Object location annotation data:
-- START --

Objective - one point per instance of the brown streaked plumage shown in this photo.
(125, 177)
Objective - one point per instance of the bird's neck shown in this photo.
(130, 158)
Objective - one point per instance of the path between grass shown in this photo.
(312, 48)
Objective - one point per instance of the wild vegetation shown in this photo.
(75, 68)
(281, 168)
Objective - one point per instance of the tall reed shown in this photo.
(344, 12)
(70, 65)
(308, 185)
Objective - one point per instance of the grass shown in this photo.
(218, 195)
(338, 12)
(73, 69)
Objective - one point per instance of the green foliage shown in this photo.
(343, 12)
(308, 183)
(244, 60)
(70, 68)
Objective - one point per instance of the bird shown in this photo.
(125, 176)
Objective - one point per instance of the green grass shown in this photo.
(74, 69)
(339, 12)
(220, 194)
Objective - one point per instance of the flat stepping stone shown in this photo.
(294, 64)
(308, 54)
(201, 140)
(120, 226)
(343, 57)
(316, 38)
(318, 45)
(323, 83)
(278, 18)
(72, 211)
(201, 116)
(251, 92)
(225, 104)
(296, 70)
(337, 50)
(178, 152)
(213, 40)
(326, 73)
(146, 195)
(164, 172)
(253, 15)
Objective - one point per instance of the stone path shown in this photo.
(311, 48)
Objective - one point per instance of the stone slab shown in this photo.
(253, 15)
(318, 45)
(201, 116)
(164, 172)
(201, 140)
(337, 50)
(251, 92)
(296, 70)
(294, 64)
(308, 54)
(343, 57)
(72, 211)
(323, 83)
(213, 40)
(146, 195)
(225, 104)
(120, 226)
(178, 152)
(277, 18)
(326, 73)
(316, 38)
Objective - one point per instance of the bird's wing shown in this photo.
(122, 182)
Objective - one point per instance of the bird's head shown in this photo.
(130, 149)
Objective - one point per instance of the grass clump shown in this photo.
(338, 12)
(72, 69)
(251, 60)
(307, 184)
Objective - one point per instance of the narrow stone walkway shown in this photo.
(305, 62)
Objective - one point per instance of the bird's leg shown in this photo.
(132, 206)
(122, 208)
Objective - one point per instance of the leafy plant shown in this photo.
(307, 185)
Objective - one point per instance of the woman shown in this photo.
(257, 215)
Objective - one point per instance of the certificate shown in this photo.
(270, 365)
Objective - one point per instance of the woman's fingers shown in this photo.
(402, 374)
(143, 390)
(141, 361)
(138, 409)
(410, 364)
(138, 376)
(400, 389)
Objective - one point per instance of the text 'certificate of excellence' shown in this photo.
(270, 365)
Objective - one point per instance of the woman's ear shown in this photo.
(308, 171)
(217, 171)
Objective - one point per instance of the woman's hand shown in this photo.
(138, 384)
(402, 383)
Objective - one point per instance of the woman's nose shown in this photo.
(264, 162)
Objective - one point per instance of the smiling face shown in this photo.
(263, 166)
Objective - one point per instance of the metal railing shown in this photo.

-- END --

= WORK TO COMPLETE =
Restate every entry word for word.

= COMPLETED EXERCISE =
Objective - one point per instance of the brown streaked plumage shown in this photo.
(125, 177)
Objective - one point per instance of the bird's neck shown in this photo.
(130, 158)
Objective - one point per instance of the path between grass shown in this photo.
(312, 48)
Objective - one point per instance of the wild vegetation shown in this photo.
(75, 68)
(281, 168)
Objective - one point per instance of the tall reed shown in this photo.
(344, 12)
(70, 65)
(308, 185)
Objective - one point per instance of the grass shown in this photo.
(218, 195)
(338, 12)
(73, 69)
Objective - one point per instance of the green foliage shown in this photo.
(343, 12)
(308, 183)
(244, 60)
(70, 68)
Objective - one point per instance of the bird shown in this photo.
(125, 176)
Objective - one point per instance of the green grass shown in this photo.
(74, 69)
(339, 12)
(220, 194)
Objective - one point per instance of the flat stepping stone shown in this photo.
(294, 64)
(308, 54)
(201, 140)
(120, 226)
(343, 57)
(316, 38)
(318, 45)
(323, 83)
(278, 18)
(72, 211)
(201, 116)
(251, 92)
(225, 104)
(296, 70)
(337, 50)
(178, 152)
(213, 40)
(326, 73)
(146, 195)
(164, 172)
(253, 15)
Objective - one point per instance of the stone path shown in this photo.
(311, 48)
Objective - one point per instance of the stone slab shown in this photo.
(253, 15)
(318, 45)
(201, 116)
(164, 172)
(201, 140)
(337, 50)
(251, 92)
(296, 70)
(294, 64)
(308, 54)
(343, 57)
(72, 211)
(323, 83)
(213, 40)
(146, 195)
(225, 104)
(120, 226)
(178, 152)
(277, 18)
(326, 73)
(316, 38)
Objective - one point per instance of the bird's wing shown in this photo.
(122, 182)
Objective - one point per instance of the bird's head shown in this photo.
(130, 149)
Objective - one point per instance of the grass clump shown in this photo.
(338, 12)
(72, 69)
(251, 60)
(307, 184)
Objective - one point per instance of the narrow stone walkway shown in this photo.
(305, 62)
Objective - one point per instance of the bird's leg shown in this photo.
(132, 206)
(122, 208)
Objective - one point per instance of the leafy plant shown in this photo.
(307, 185)
Objective - one point per instance of the woman shown in this photo.
(257, 215)
Objective - one point per instance of the certificate shown in this photo.
(270, 365)
Objective - one point per instance of the woman's fingers shown in this photo.
(402, 374)
(143, 390)
(141, 361)
(138, 409)
(410, 364)
(138, 376)
(400, 389)
Objective - one point per instance of the text 'certificate of excellence' shown in this photo.
(270, 365)
Objective - one point per instance of the woman's ear shown in this photo.
(308, 171)
(217, 171)
Objective - one point per instance of the woman's hand shown in this photo.
(138, 384)
(402, 383)
Objective - one point per instance of the woman's nose shown in this photo.
(264, 162)
Objective - one point per instance of the smiling face shown in this photo.
(263, 166)
Objective - one point per instance of the metal railing shown in this photo.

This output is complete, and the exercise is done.